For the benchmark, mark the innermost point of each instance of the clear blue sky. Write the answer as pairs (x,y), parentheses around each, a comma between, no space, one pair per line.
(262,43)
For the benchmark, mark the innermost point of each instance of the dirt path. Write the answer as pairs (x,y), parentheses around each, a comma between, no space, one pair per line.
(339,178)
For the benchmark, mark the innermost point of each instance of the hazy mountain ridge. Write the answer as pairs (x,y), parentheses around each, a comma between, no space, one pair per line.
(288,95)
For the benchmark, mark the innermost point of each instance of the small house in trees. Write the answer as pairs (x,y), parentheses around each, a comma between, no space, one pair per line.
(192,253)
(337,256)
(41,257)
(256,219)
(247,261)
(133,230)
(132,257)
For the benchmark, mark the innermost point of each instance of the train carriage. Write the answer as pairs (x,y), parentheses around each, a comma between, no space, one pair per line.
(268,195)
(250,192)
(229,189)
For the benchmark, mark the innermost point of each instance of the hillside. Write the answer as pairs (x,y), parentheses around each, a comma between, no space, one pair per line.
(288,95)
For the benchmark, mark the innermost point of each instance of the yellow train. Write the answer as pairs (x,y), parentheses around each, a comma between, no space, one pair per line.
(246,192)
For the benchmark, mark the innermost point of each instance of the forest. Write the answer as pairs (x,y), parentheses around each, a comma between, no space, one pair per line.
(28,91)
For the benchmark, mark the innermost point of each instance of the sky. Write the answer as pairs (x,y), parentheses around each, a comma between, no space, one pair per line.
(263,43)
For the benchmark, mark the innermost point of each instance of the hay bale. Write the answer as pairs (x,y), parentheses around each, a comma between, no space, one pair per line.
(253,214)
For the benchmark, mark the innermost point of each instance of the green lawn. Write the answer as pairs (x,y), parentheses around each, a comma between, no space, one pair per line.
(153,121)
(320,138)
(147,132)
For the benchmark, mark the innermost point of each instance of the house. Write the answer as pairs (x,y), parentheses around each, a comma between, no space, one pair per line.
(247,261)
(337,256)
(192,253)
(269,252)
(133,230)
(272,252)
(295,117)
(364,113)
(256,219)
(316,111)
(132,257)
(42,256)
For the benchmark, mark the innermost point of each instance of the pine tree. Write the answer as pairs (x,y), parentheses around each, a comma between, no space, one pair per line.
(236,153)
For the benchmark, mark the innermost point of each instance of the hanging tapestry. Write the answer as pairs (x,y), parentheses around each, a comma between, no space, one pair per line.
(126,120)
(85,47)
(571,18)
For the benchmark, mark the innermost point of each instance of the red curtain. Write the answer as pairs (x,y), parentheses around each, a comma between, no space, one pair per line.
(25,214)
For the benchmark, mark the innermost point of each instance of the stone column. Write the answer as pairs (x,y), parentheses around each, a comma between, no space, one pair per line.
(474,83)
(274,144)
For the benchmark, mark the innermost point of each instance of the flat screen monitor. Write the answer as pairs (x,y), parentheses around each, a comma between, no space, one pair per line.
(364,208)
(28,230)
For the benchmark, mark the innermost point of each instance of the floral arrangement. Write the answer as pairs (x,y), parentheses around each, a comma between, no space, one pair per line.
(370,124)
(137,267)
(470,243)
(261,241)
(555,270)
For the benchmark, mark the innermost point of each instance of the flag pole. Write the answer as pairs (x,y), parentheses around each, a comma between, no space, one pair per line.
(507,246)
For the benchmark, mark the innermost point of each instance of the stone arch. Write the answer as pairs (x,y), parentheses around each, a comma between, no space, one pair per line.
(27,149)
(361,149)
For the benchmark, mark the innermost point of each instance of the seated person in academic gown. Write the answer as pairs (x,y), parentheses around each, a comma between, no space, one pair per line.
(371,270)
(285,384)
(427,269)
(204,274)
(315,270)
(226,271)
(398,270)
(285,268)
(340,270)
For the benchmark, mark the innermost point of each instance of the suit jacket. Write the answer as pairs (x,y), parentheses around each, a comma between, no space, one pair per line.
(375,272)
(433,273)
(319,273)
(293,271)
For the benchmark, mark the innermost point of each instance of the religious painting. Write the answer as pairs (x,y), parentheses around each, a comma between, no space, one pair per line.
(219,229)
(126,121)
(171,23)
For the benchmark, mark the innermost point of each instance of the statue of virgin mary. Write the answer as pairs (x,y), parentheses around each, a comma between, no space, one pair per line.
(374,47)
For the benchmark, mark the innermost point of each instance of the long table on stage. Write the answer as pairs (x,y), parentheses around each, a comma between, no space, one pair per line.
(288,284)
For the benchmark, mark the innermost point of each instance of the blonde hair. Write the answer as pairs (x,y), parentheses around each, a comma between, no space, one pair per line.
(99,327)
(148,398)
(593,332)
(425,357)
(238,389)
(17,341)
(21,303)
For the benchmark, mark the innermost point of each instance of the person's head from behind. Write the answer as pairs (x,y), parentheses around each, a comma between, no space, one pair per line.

· · · ·

## Your instructions
Copy all of the records above word for word, line by line, changing nothing.

## Solution for this exercise
For the benchmark, mark the innermost point of each instance of the clear blue sky. Write the answer as pairs (x,y), parentheses around each, a comma between, no space, one pair per line.
(262,43)
For the benchmark, mark the innermost point of each instance of the dirt path. Write the answer as pairs (x,y), parentheses around each, a comma between, no space, one pair per line.
(339,178)
For the benchmark, mark the innermost point of each instance of the hazy mountain ridge. Write the answer as pairs (x,y), parentheses around each, a comma between, no space, one pair per line.
(288,95)
For the benchmark, mark the innermost point of each instance of the small house in trees. Write the answer as pairs (x,y), parentheses around each, a comma between, no space, one pair per line.
(192,253)
(337,256)
(41,257)
(256,219)
(247,261)
(133,230)
(132,257)
For the benchmark, mark the innermost point of each instance of the train carriage. Write the answer as pairs (x,y), parentheses around each, a comma between, no space, one pair per line.
(268,195)
(250,192)
(229,189)
For the benchmark, mark the innermost point of each instance of the hillside. Write the answer as pairs (x,y), parentheses around each, a comma between, no space, one pair per line.
(288,95)
For the benchmark, mark the innermost point of each instance of the yellow train. Write the answer as pairs (x,y), parentheses around each, a comma between, no space, one pair per line.
(246,192)
For the benchmark, mark the innermost point of each instance of the forest. Write the answer as pairs (x,y), parentheses around each, a comma between, no space, one pair per line.
(28,91)
For the benchmark, mark the innermost point of each instance of the sky. Write the answer as pairs (x,y), parentheses around each, a comma between, no space, one pair per line.
(263,43)
For the benchmark, mark the innermost point of each instance of the hay bale. Write the answer as pairs (x,y), parentheses around each, a comma between, no space, one pair per line.
(253,214)
For the benchmark, mark the innermost point of each instance of the green lawn. Write the answer as pairs (x,y), parentheses around each, a comma between, no space, one pair per line.
(153,121)
(320,138)
(147,132)
For the benchmark, mark the innermost point of each instance of the house. Write the answer as pairs (x,y), parentheses around each, a comma between, no space, one pair per line.
(247,261)
(337,256)
(192,253)
(269,252)
(133,230)
(272,252)
(295,117)
(364,113)
(256,219)
(316,111)
(132,257)
(42,256)
For the benchmark, mark the innermost point of each instance of the pine tree. Write the answer as pairs (x,y), parentheses around each, a comma between, no space, one pair per line.
(236,153)
For the benchmark, mark the innermost point of each instance of the hanging tapestry. Write the answer as pairs (x,y), parentheses around each, a comma between, no space, one pair per line.
(126,120)
(85,47)
(571,18)
For the benchmark, mark the innermost point of each instance of the red curtain. Write the answer as pairs (x,y), parentheses around each, a comma between, no space, one pair per line.
(25,214)
For the benchmark, mark the innermost point of each instance of the stone column. Write the answer as pairs (x,y), parentheses around each, a comma between, no space, one pair per line.
(474,83)
(274,144)
For the benchmark, mark the innermost point of each instance of the flat screen monitor. Write the answer as pairs (x,y), parentheses around each, a comma between, no space, one pair per line.
(364,208)
(28,230)
For the benchmark, mark the innermost point of each instance of the floral arrangement. Write the answer as pairs (x,y), parentheses around each, a comma between, no space, one pair per line.
(370,124)
(137,267)
(470,243)
(261,241)
(555,270)
For the benchmark, mark the innermost point of each instance of the flag pole. Write the answer as pairs (x,y), parentheses around each, a comma between, no space, one pair per line.
(507,246)
For the benchmark, mark the innermost point of each instance of the stone arch. Write the answer as pairs (x,y), parentheses around each, a comma between, no space, one pair per line.
(27,149)
(361,149)
For the benchmark, mark the innermost point of each instance of the seated person in academic gown. Write the answer as pairs (x,y), parentheses around each, a comma between, no space, one pair per line.
(371,270)
(285,384)
(427,269)
(204,274)
(315,270)
(226,271)
(398,270)
(285,268)
(340,270)
For the benchmark, mark the innermost point of each instance of the suit jacket. Write the answer as pairs (x,y), parentheses around each, a comma between, no space, one pair per line.
(375,272)
(433,273)
(319,273)
(293,271)
For the benchmark, mark the innermost point of each instance of the religious painting. Write the answer as pairs (x,y), parentheses around each, a comma between, no space, one pair per line.
(219,229)
(126,121)
(171,23)
For the benchmark, mark the innermost point of each instance of the statue of virgin mary. Write the answer as pairs (x,y), parentheses around each, a comma between, no space, one pair per line.
(374,47)
For the benchmark, mark the innermost point of each instance of the long table on stage. Write the answer as pairs (x,y), parentheses around each, a comma between, no space, one pair per line.
(288,284)
For the benchmark, mark the innermost point of each instance of the blonde hair. Write the answer as pairs (x,y), parentheses around each, a comma between, no space, one pair per line.
(99,327)
(148,398)
(593,332)
(425,357)
(238,389)
(17,341)
(21,303)
For the benchmark, mark the innermost point of each instance of the person's head from behind. Write the answer as pairs (x,y), parentheses around each, a comma between, no space, one pair per line.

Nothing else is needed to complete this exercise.